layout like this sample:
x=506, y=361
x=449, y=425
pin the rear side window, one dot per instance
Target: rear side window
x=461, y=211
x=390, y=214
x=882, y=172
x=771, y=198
########################################
- TO DO: Rewrite the lines above, changing each "rear side window" to "back side window" and leaving everything else as it is.

- TASK OUTPUT:
layout like this sample:
x=506, y=361
x=449, y=425
pin the back side window, one dot per instance
Target: back side window
x=461, y=211
x=390, y=214
x=882, y=172
x=771, y=198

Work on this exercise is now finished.